──────── TEKSTGEDEELTE
15.2.2011   

NL

Publicatieblad van de Europese Unie

C 48/150


Advies van het Europees Economisch en Sociaal Comité over de „Mededeling van de Commissie aan het Europees Parlement, de Raad, het Europees Economisch en Sociaal Comité en het Comité van de Regio's: Opties voor een EU-visie en een EU-doel voor biodiversiteit na 2010”

(COM(2010) 4 definitief)

2011/C 48/26

Rapporteur: de heer RIBBE

De Raad heeft op 19 januari 2010 besloten het Europees Economisch en Sociaal Comité overeenkomstig artikel 304 van het Verdrag betreffende de werking van de Europese Unie (VWEU) te raadplegen over de

Mededeling van de Commissie aan het Europees Parlement, de Raad, het Europees Economisch en Sociaal Comité en het Comité van de Regio's - Opties voor een EU-visie en een EU-doel voor biodiversiteit na 2010

COM(2010) 4 final.

De gespecialiseerde afdeling die met de voorbereiding van de werkzaamheden was belast, heeft haar advies goedgekeurd op 7 juli 2010.
────────────────
──────── AANGELEVERDE RIJEN
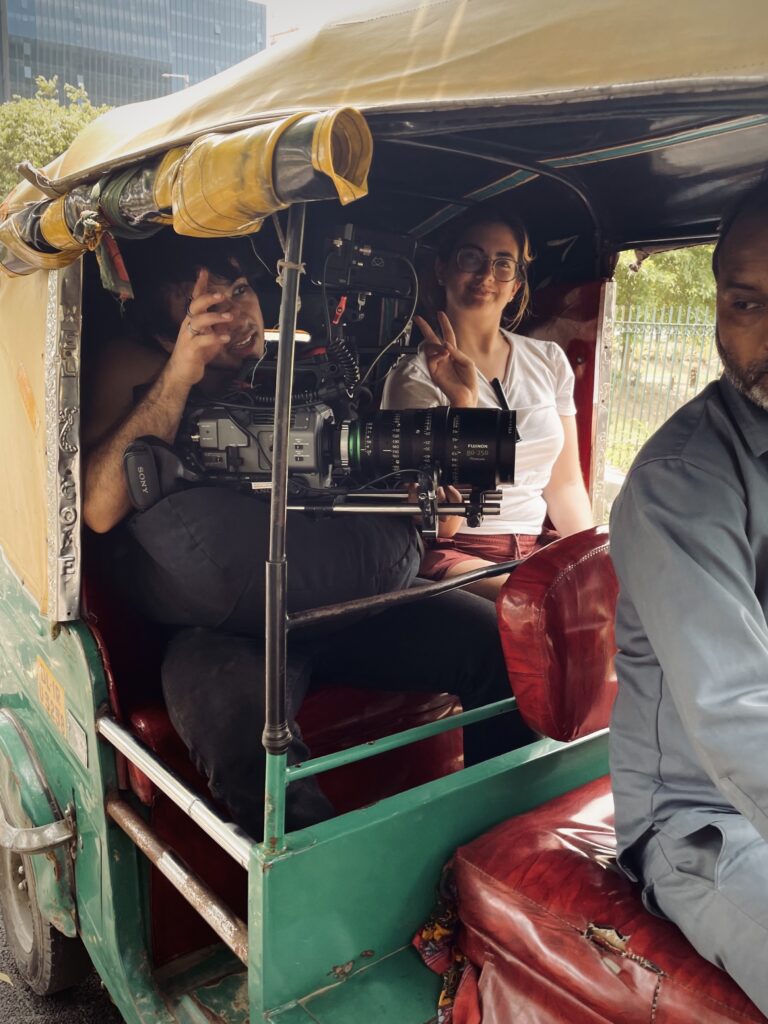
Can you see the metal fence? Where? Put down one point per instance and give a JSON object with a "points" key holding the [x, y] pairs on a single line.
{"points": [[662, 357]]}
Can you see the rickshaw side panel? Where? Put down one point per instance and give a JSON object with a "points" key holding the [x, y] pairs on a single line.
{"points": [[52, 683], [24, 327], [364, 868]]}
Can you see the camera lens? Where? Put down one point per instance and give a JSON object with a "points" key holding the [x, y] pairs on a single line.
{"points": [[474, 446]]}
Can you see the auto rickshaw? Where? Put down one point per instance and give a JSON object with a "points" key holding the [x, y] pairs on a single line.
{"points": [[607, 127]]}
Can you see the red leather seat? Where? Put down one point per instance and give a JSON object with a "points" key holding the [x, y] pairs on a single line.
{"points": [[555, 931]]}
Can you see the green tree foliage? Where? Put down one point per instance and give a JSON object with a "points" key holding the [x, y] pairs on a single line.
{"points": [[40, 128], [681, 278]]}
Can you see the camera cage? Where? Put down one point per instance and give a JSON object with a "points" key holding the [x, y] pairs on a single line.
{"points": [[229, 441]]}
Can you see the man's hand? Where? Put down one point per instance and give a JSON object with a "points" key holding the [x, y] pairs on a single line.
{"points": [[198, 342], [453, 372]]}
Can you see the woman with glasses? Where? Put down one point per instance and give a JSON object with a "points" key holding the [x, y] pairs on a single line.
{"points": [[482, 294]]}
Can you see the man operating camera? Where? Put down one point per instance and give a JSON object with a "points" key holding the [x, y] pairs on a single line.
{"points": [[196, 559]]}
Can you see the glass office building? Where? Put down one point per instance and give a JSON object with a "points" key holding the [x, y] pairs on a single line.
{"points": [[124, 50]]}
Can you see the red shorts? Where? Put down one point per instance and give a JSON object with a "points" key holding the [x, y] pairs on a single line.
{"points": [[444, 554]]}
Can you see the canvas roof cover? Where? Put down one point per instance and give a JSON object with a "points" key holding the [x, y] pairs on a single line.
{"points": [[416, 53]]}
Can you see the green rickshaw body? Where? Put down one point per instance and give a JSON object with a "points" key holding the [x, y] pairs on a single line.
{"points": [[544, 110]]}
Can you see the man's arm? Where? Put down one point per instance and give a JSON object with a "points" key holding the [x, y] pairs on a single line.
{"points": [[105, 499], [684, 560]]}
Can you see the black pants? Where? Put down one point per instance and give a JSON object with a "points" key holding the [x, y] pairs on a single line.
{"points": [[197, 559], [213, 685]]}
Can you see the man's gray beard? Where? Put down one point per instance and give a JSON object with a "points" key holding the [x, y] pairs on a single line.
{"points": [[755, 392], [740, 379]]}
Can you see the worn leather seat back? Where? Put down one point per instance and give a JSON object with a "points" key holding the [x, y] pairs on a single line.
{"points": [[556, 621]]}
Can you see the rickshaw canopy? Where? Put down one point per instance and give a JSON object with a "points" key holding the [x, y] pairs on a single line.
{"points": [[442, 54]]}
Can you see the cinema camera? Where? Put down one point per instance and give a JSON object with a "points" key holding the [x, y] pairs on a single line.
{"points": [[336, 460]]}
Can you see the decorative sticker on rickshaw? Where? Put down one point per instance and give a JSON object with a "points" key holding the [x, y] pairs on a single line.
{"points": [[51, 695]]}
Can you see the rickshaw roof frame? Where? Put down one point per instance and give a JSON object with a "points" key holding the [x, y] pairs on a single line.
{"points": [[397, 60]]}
────────────────
──────── AANGELEVERDE RIJEN
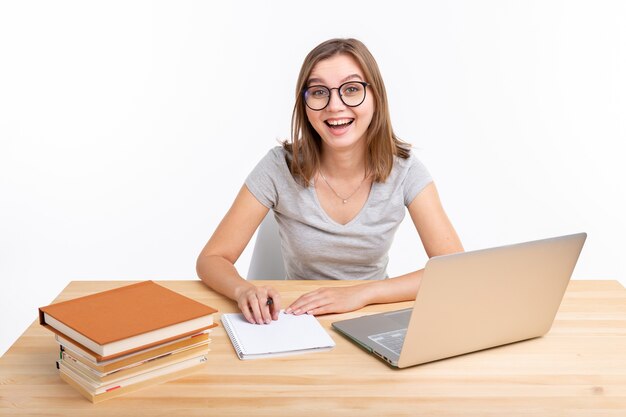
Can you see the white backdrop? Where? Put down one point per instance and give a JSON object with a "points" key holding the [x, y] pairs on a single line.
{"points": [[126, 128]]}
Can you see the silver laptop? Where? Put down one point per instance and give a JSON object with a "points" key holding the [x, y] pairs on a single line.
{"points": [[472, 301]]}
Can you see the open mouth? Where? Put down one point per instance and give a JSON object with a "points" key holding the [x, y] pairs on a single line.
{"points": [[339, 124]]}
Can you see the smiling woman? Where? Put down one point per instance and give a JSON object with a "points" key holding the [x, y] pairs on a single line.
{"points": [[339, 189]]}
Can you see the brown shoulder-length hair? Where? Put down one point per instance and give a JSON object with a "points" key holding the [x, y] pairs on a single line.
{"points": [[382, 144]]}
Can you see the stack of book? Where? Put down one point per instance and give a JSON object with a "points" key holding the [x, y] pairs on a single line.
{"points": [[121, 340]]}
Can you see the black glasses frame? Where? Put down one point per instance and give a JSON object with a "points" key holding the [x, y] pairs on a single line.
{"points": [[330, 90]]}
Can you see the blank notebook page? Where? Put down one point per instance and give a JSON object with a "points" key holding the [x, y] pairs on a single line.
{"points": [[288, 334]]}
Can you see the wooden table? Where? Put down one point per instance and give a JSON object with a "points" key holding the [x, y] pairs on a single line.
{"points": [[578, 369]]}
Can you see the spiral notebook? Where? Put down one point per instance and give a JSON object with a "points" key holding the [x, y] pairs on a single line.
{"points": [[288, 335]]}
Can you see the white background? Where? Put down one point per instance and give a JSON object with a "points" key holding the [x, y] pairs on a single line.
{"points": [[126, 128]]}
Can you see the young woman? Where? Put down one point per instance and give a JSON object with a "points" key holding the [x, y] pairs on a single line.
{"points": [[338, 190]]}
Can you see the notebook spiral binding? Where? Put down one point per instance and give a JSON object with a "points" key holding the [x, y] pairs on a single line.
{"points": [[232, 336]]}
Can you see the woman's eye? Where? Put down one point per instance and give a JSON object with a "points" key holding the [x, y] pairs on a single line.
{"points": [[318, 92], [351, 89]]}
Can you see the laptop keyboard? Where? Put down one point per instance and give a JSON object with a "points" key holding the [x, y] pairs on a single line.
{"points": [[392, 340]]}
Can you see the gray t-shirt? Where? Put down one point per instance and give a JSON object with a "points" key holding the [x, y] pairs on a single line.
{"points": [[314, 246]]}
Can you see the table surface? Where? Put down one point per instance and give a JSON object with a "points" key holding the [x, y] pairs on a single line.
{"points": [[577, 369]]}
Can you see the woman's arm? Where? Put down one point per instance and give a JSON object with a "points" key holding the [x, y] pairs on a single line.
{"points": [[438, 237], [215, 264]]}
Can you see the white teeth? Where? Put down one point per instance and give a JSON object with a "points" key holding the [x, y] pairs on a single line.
────────────────
**OPDRACHT**:
Druk uit het advies over biodiversiteit de passage van "Rapporteur: de heer" tot en met "COM(2010) 4 final." ongewijzigd af. Voor deze opdracht zijn de rijen niet nodig.

**SCHRIFTELIJK ANTWOORD**:
Rapporteur: de heer RIBBE

De Raad heeft op 19 januari 2010 besloten het Europees Economisch en Sociaal Comité overeenkomstig artikel 304 van het Verdrag betreffende de werking van de Europese Unie (VWEU) te raadplegen over de

Mededeling van de Commissie aan het Europees Parlement, de Raad, het Europees Economisch en Sociaal Comité en het Comité van de Regio's - Opties voor een EU-visie en een EU-doel voor biodiversiteit na 2010

COM(2010) 4 final.